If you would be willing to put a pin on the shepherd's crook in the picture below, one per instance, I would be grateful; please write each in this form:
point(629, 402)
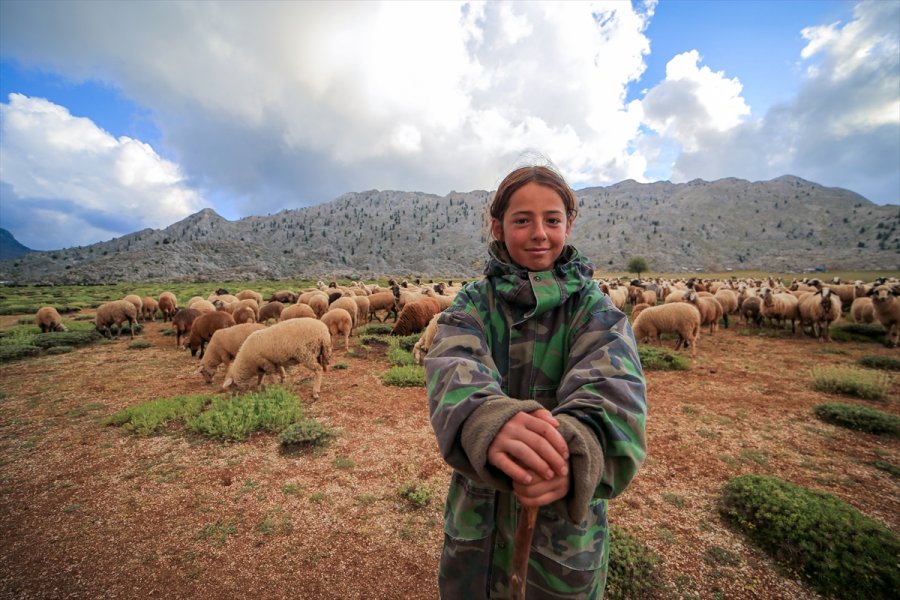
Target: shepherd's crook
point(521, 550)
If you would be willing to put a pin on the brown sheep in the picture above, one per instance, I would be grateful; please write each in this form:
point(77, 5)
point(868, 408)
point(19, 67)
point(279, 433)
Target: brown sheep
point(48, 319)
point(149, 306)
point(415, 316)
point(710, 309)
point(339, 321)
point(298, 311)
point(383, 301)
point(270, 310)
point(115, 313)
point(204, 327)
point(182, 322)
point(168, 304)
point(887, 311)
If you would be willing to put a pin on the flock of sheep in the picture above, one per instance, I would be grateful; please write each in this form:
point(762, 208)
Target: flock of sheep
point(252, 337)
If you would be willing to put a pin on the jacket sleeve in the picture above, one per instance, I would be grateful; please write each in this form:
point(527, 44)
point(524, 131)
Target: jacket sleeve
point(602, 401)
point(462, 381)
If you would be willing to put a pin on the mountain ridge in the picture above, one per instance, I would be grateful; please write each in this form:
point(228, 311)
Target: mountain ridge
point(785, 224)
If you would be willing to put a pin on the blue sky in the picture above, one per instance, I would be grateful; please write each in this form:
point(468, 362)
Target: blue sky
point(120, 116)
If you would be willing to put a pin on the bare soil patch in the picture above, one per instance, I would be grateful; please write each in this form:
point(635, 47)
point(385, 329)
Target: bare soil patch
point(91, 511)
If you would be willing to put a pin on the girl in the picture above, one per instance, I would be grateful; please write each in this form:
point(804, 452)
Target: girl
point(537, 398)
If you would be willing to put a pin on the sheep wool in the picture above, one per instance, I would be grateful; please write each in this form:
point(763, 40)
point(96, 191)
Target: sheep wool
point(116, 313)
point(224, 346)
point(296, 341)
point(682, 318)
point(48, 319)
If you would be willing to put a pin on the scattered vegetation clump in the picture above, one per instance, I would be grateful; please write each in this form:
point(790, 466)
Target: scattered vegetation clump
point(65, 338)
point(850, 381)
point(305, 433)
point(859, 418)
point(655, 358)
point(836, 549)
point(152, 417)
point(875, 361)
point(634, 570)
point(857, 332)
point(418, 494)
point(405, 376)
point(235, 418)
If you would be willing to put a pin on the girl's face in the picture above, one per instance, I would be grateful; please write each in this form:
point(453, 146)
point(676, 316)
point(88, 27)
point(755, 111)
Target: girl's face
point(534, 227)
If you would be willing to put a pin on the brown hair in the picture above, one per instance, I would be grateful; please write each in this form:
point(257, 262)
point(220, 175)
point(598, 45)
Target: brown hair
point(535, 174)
________________________
» **Task brief**: Reproduce the lines above without any change, beginning with the line that contains "on the mountain" and continuing through the line that contains "point(120, 116)", including both of those lines.

» **Complete response**:
If you would be willing to put a pin on the mountain ridge in the picture above, one per instance, I would be grateful; please write each in this form:
point(228, 311)
Target: mountain ridge
point(785, 224)
If you would be willing to put a pin on the blue sky in the picture above, one per instance, I would be grateful; please write each in this form:
point(468, 362)
Target: blue sky
point(120, 116)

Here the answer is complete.